● What you need to do
Count the lines of the records that contain the string "plant", matching case exactly, and reply with that number alone.

Spatial annotation records:
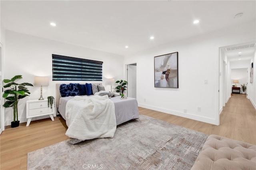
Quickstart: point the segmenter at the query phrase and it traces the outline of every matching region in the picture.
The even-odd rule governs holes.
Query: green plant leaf
[[[15,99],[15,98],[14,97],[14,96],[9,96],[6,97],[5,99],[11,101],[14,101],[14,100]]]
[[[11,82],[12,81],[11,80],[9,80],[9,79],[4,79],[3,80],[3,81],[4,81],[4,83],[8,83]]]
[[[23,99],[26,96],[29,96],[29,95],[24,95],[23,96],[21,96],[21,95],[20,95],[19,96],[19,97],[18,97],[18,99]]]
[[[14,81],[15,80],[18,79],[21,79],[22,78],[22,76],[21,75],[17,75],[12,77],[11,80],[12,81]]]
[[[24,96],[25,95],[25,92],[23,90],[19,90],[18,91],[13,91],[13,92],[17,95]]]
[[[24,87],[22,85],[20,85],[18,87],[18,88],[19,89],[27,89],[27,88]]]
[[[5,108],[12,107],[14,103],[14,101],[6,101],[3,106]]]
[[[8,95],[9,95],[9,94],[10,93],[5,93],[3,94],[3,97],[4,98],[6,98],[8,97]]]
[[[34,86],[32,84],[29,83],[23,83],[20,84],[20,85],[23,85],[24,86],[28,85],[30,86]]]

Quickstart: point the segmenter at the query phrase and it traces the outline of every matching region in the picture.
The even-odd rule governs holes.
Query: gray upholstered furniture
[[[256,146],[211,135],[191,170],[256,170]]]

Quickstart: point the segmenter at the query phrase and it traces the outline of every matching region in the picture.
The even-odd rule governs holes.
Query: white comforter
[[[112,138],[116,129],[114,103],[107,95],[75,96],[66,105],[66,135],[80,140]]]

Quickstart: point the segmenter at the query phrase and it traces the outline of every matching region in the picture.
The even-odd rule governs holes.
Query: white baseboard
[[[221,112],[222,112],[223,110],[223,107],[221,107],[221,108],[220,108],[220,110],[219,111],[219,115],[220,115]]]
[[[226,103],[228,103],[228,100],[229,100],[229,99],[230,99],[230,96],[228,96],[228,98],[226,99]]]
[[[53,115],[54,117],[56,117],[56,114],[54,114]],[[44,116],[39,116],[38,117],[33,117],[32,118],[31,121],[36,121],[37,120],[40,120],[43,119],[44,119],[48,118],[50,118],[50,115],[46,115]],[[20,123],[24,123],[24,122],[27,122],[28,121],[28,119],[26,117],[20,117],[19,118],[19,121],[20,121]],[[5,122],[4,122],[4,126],[8,126],[11,125],[11,122],[13,121],[13,119],[8,119],[7,120],[5,120]]]
[[[139,107],[143,107],[144,108],[148,109],[149,109],[153,110],[154,111],[163,112],[169,114],[170,115],[173,115],[176,116],[180,116],[181,117],[190,119],[191,119],[200,121],[201,122],[210,123],[211,124],[213,124],[216,125],[218,125],[218,121],[217,121],[217,120],[212,118],[204,117],[202,116],[200,116],[188,113],[184,113],[182,112],[169,109],[166,109],[155,107],[154,106],[150,106],[143,104],[138,103],[138,106]]]
[[[255,109],[256,109],[256,105],[255,104],[255,103],[254,103],[253,102],[253,101],[252,99],[250,97],[250,101],[251,101],[251,103],[252,104],[252,105],[254,107],[254,108],[255,108]]]

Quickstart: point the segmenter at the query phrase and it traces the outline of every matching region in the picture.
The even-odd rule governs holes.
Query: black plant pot
[[[11,122],[11,127],[12,128],[18,127],[20,126],[20,121]]]

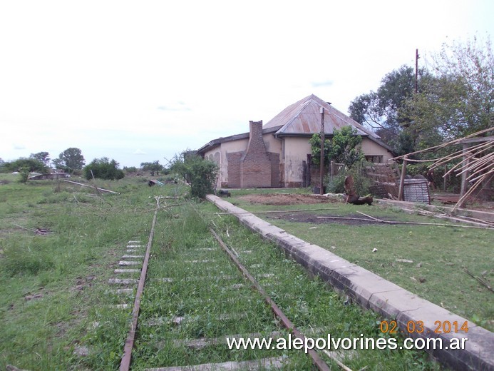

● Task answer
2